SOLICITUD A
Cuenta cuántas líneas de los registros contienen la cadena "wednesday" y responde solo con ese número.

SECCIÓN DE TEXTO
▼

Un misterioso asesor de Putin que desaparece de un día para el otro: así empieza la novela “El mago del Kremlin”

El mago del Kremlin
Giuliano da Empoli
«El mago del Kremlin» permite adentrarse en la puja de poder en Rusia. (Carles Ribas / El País).

Antes de convertirse en el asesor más cercano del presidente Vladimir Putin, Vadim Baranov fue productor de reality shows. Tras su renuncia y desaparición de la esfera pública, comienzan a propagarse todo tipo de historias sobre ese misterioso hombre, conocido como “el nuevo Rasputín”, sin que nadie sea capaz de distinguir lo verdadero de lo falso. Esa es la premisa que impulsa la premiada primera novela del sociólogo, ensayista y asesor político de origen italo-suizo Giuliano da Empoli.

En los últimos meses, El mago del Kremlin no pasó desapercibida. Revolucionó el mercado europeo y recibió prestigiosos galardones de la talla del Gran Premio de Novela de la Academia Francesa y el premio Honoré de Balzac, además de resultar finalista de la más reciente edición del Premio Goncourt.

▲

DATOS BRUTOS
▼

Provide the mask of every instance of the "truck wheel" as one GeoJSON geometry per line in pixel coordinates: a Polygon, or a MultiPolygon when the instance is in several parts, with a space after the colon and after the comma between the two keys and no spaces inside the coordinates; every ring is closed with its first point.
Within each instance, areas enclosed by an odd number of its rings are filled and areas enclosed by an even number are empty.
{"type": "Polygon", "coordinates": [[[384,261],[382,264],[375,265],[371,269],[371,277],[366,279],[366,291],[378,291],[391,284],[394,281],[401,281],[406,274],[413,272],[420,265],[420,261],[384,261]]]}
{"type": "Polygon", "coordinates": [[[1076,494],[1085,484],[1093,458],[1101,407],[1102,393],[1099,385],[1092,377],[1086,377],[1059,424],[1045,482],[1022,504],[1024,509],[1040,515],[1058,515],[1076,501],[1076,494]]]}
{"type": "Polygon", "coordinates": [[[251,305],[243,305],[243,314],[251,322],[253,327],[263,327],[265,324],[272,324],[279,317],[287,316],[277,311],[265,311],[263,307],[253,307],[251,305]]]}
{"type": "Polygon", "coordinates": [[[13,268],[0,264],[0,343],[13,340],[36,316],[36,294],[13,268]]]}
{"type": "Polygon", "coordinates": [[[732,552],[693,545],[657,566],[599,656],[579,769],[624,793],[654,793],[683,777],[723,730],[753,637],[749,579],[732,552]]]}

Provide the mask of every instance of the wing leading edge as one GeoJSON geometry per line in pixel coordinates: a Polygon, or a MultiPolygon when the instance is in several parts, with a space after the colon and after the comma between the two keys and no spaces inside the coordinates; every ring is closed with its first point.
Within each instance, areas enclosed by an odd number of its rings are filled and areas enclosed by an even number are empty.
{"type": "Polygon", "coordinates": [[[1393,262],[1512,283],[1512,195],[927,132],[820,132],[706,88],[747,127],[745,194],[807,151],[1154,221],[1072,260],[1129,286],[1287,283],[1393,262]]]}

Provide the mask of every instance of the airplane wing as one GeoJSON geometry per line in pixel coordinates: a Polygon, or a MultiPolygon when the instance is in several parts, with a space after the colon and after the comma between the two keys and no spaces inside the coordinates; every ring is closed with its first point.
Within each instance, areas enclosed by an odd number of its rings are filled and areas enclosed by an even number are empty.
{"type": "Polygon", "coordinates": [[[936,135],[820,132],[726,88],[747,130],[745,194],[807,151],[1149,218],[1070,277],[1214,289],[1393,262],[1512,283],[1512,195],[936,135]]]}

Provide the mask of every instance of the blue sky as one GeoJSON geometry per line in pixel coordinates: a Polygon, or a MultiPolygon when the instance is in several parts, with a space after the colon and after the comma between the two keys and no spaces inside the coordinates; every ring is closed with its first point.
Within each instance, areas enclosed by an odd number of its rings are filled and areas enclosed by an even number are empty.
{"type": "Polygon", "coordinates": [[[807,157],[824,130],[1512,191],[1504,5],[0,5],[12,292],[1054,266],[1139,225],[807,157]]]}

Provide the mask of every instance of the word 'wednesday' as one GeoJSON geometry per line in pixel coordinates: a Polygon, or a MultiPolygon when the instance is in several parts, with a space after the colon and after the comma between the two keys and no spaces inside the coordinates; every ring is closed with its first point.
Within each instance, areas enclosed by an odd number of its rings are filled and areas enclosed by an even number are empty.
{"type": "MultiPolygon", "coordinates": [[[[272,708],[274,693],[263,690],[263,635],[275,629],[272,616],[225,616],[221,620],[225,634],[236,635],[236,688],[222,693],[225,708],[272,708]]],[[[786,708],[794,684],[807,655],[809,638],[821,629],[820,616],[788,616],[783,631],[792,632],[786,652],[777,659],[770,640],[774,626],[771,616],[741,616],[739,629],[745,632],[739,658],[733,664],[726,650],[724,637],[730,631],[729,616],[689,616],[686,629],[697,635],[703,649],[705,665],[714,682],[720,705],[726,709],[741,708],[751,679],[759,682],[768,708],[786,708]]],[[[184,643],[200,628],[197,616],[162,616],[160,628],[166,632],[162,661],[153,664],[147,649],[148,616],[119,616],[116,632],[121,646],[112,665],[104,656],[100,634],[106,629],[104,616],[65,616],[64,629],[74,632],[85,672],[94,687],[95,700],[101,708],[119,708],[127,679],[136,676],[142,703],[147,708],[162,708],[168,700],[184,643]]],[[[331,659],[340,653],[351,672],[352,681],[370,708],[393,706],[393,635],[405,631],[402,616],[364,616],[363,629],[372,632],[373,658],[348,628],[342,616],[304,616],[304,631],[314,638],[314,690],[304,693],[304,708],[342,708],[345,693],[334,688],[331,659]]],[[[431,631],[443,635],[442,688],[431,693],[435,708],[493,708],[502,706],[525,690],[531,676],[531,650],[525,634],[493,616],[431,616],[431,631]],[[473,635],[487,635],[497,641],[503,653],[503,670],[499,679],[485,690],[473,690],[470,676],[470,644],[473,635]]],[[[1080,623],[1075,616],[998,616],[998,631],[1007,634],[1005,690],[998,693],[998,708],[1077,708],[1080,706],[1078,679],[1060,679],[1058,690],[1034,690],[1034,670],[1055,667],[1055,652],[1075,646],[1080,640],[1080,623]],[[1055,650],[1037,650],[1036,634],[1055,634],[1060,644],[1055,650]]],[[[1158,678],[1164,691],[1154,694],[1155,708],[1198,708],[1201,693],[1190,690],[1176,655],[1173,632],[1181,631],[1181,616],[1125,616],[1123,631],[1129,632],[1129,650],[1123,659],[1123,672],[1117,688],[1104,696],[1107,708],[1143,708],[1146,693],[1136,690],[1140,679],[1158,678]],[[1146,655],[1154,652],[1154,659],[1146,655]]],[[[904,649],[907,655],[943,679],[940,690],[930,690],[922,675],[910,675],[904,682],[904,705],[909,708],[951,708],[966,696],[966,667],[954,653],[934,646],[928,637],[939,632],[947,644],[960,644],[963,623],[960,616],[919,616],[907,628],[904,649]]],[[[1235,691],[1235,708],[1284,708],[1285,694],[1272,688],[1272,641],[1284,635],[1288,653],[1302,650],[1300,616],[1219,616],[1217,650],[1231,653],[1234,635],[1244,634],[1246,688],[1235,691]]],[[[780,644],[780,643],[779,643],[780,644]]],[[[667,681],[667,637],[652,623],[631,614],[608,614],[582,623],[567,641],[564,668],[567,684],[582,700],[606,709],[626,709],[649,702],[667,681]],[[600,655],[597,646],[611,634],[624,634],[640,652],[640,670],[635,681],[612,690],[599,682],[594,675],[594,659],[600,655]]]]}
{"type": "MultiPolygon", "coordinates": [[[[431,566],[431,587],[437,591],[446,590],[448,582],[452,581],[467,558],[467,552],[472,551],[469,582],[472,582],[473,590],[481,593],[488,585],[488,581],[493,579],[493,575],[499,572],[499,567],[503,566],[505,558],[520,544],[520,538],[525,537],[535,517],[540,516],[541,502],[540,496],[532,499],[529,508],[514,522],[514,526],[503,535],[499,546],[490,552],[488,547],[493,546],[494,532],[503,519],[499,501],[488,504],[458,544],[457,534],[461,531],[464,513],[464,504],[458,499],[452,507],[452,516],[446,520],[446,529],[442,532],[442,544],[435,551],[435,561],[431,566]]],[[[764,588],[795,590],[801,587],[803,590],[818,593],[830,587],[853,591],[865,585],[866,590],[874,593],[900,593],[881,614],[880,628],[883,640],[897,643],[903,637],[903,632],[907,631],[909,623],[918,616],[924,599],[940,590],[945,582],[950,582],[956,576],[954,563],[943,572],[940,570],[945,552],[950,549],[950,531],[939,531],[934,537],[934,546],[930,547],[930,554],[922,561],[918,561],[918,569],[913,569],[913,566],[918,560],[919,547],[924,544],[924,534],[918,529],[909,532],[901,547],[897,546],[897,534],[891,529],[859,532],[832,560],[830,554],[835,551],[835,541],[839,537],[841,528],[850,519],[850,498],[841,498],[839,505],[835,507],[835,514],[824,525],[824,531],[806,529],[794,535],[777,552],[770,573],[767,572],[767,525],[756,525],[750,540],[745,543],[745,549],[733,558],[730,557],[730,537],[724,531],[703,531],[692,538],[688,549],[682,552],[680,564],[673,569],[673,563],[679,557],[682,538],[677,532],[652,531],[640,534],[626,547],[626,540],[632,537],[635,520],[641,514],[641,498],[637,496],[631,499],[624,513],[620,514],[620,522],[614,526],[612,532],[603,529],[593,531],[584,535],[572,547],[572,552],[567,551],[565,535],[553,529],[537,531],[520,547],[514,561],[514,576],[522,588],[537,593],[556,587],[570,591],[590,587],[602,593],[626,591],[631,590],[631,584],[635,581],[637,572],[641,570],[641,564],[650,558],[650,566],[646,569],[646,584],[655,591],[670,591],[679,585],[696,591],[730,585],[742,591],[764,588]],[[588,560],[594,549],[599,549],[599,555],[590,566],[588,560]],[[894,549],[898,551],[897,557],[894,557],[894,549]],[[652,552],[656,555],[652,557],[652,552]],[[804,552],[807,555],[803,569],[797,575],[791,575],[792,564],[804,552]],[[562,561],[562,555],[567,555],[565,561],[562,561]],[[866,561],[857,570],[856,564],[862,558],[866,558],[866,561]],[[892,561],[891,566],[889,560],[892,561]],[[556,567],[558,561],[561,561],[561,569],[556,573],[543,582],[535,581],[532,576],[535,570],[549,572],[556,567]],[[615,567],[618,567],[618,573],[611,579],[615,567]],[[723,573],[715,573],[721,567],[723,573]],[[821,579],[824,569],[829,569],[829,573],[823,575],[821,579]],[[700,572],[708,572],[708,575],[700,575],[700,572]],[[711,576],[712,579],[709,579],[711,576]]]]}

▲

SOLICITUD B
Imprime sin cambios el pasaje del texto sobre la novela comprendido entre "En los últimos" y "del Premio Goncourt.", ambos incluidos.

RESPUESTA A
1

RESPUESTA B
En los últimos meses, El mago del Kremlin no pasó desapercibida. Revolucionó el mercado europeo y recibió prestigiosos galardones de la talla del Gran Premio de Novela de la Academia Francesa y el premio Honoré de Balzac, además de resultar finalista de la más reciente edición del Premio Goncourt.